### [SET EXERCISE 1]
Reproduce the passage of the forum thread on cleaning rust from steel ammo from "## Beanflip (Sep" up to and including "for the forum.".

### [EXCERPT PROVIDED]
>> Begin

# Cleaning rust from steel ammo.



## Wignorant (Jun 16, 2018)

I had a bunch of ammo that I thought for sure I had brought inside only to find the container outside filled with water. What do you guys use to clean your ammo, or is it better to just not try to reuse it and move on? I normally would just say screw it and keep going but every penny counts and it is a good bit of ammo.

Sent from my iPhone using Tapatalk


----------



## stevekt (Jul 3, 2012)

Use it as is.


----------



## Grandpa Grumpy (Apr 21, 2013)

Rust won't affect the ammo. Some shooters soak their ammo in vinegar to promote rust.


----------



## toygun (May 16, 2018)

Yeah... I've reclaimed so much rusted ammo from the backyard before using any type of catchbox... worked just fine. Got the pouch a little dirty but that's just added character imo.


----------



## Northerner (Nov 9, 2010)

It sounds like the ammo is coated in rust. I would put the ammo is a big rag and spray with WD40. Then roll them around to remove orange coating. Put them in a clean rag and roll again to remove the WD40. This should get them clean enough to shoot without turning your fingers or pouch orange. A rough surface on the ball is fine but loose rust powder (oxidation) can be annoying.


----------



## M.J (Nov 1, 2010)

Vinegaring your balls makes them clean but they come out dull.
Takes the shine right off your balls.
And makes them smell bad for a while.


----------



## Cjw (Nov 1, 2012)

Last thing you want is dull balls that smell bad.????

Sent from my iPhone using Tapatalk Pro


----------



## devils son in law (Sep 2, 2014)

M.J said:


> Vinegaring your balls makes them clean but they come out dull.
> Takes the shine right off your balls.
> And makes them smell bad for a while.


Leave it to MJ to take things to a whole new level! :thumbsup:


----------



## treefork (Feb 1, 2010)

M.J said:


> Vinegaring your balls makes them clean but they come out dull.
> Takes the shine right off your balls.
> And makes them smell bad for a while.


----------



## STO (Mar 2, 2018)

at risk of not making an innuendo, tossing your steel ammo in a tumbler for an hour or two will bang all the rust off them and leave a reasonable finish. Add a couple bits of ceramic media if you want to take it a step further.


----------



## Beanflip (Sep 11, 2010)

https://www.google.com/cse/home?cx=partner-pub-2671546658958301:0474906146
Try this also. It's a custom google search for the forum.


----------



## MOJAVE MO (Apr 11, 2018)

Keep them as is so you have a stash of Apocolyptic Deadly Robot Projectiles. Imagine the Tin Man getting hit in the nuts by a rusty ball!?

Sent from my SM-G965U using Tapatalk


----------



## Kalevala (Jul 20, 2014)

>> End

### [EXERCISE INPUTS]
>> Begin

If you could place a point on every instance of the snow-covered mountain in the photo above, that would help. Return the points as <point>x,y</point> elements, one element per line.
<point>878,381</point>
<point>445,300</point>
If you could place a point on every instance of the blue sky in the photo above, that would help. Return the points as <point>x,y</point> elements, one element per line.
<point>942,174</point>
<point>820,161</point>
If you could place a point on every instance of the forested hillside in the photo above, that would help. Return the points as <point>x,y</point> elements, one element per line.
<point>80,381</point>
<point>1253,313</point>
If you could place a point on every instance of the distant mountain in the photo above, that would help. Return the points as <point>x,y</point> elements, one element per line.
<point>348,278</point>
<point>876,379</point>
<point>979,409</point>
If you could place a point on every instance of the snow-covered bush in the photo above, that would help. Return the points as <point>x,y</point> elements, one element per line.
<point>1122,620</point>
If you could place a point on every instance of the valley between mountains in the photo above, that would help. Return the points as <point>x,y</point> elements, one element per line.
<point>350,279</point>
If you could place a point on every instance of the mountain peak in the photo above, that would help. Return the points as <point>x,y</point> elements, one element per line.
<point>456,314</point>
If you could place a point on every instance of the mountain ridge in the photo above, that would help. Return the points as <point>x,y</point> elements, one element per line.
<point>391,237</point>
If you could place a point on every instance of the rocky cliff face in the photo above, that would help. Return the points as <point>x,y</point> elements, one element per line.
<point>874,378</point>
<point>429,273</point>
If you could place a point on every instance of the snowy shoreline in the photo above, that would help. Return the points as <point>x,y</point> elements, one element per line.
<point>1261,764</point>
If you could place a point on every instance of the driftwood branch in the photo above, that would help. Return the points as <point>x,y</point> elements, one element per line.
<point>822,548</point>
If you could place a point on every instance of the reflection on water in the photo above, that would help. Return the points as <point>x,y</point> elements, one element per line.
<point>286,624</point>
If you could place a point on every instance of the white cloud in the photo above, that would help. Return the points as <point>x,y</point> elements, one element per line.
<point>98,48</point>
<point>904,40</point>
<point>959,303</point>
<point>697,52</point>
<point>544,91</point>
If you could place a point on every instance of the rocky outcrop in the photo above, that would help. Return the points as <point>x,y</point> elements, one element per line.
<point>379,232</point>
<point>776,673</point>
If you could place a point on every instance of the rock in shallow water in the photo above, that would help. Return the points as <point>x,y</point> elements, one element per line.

>> End

### [SET EXERCISE 2]
Rewrite the records from the line with "the mountain ridge" up to and including the line with "<point>544,91</point>", keeping each request line unchanged and adding 55 to every x and y coordinate in the answers. Output only those lines.

### [COMPLETE OUTPUT 1]
## Beanflip (Sep 11, 2010)

https://www.google.com/cse/home?cx=partner-pub-2671546658958301:0474906146
Try this also. It's a custom google search for the forum.

### [COMPLETE OUTPUT 2]
If you could place a point on every instance of the mountain ridge in the photo above, that would help. Return the points as <point>x,y</point> elements, one element per line.
<point>446,292</point>
If you could place a point on every instance of the rocky cliff face in the photo above, that would help. Return the points as <point>x,y</point> elements, one element per line.
<point>929,433</point>
<point>484,328</point>
If you could place a point on every instance of the snowy shoreline in the photo above, that would help. Return the points as <point>x,y</point> elements, one element per line.
<point>1316,819</point>
If you could place a point on every instance of the driftwood branch in the photo above, that would help. Return the points as <point>x,y</point> elements, one element per line.
<point>877,603</point>
If you could place a point on every instance of the reflection on water in the photo above, that would help. Return the points as <point>x,y</point> elements, one element per line.
<point>341,679</point>
If you could place a point on every instance of the white cloud in the photo above, that would help. Return the points as <point>x,y</point> elements, one element per line.
<point>153,103</point>
<point>959,95</point>
<point>1014,358</point>
<point>752,107</point>
<point>599,146</point>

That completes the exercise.